── Data section

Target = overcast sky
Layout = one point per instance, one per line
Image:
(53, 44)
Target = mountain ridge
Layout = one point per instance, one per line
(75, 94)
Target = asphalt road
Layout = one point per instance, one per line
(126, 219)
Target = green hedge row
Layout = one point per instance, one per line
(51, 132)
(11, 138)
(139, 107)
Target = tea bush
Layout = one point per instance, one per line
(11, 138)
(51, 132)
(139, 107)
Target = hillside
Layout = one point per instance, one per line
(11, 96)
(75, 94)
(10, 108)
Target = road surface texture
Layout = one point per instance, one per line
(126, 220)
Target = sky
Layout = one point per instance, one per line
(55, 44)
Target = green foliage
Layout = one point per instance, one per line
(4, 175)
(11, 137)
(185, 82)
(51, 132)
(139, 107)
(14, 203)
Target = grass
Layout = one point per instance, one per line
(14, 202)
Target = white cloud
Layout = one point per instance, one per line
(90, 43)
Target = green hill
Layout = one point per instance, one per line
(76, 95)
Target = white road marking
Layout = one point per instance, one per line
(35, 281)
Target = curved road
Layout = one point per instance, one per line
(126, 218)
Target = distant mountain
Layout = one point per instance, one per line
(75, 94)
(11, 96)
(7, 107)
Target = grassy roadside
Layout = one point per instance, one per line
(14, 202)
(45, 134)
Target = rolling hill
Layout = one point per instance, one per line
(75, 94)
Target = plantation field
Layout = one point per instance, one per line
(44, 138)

────
── Data section

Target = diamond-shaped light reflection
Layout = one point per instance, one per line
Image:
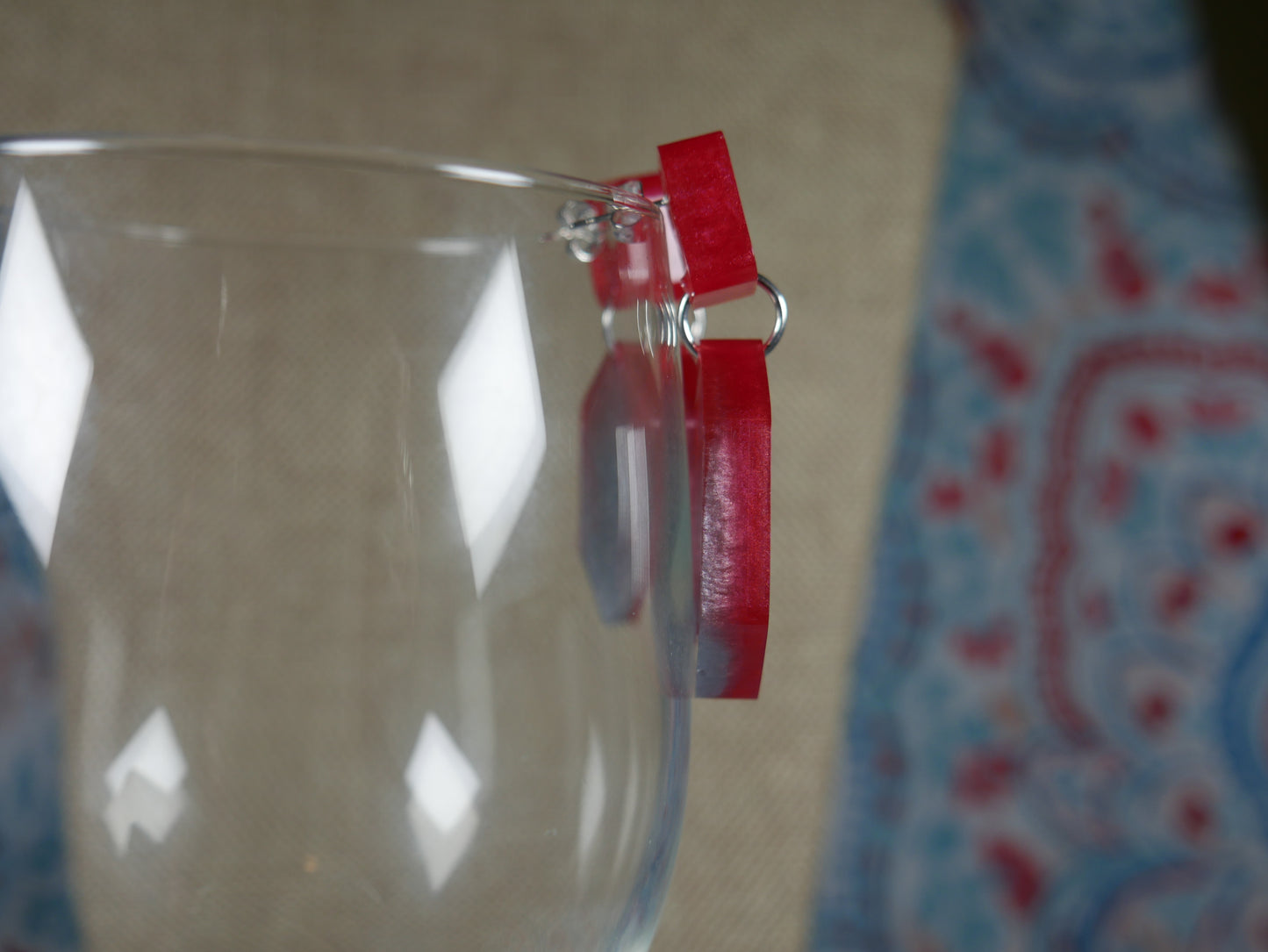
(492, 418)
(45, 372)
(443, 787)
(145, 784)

────

Task details ▸
Filter the listing above for lines with the word "green", and copy each one you find.

Solution to this problem ▸
Target = green hedge row
Target = green foliage
Target = green hill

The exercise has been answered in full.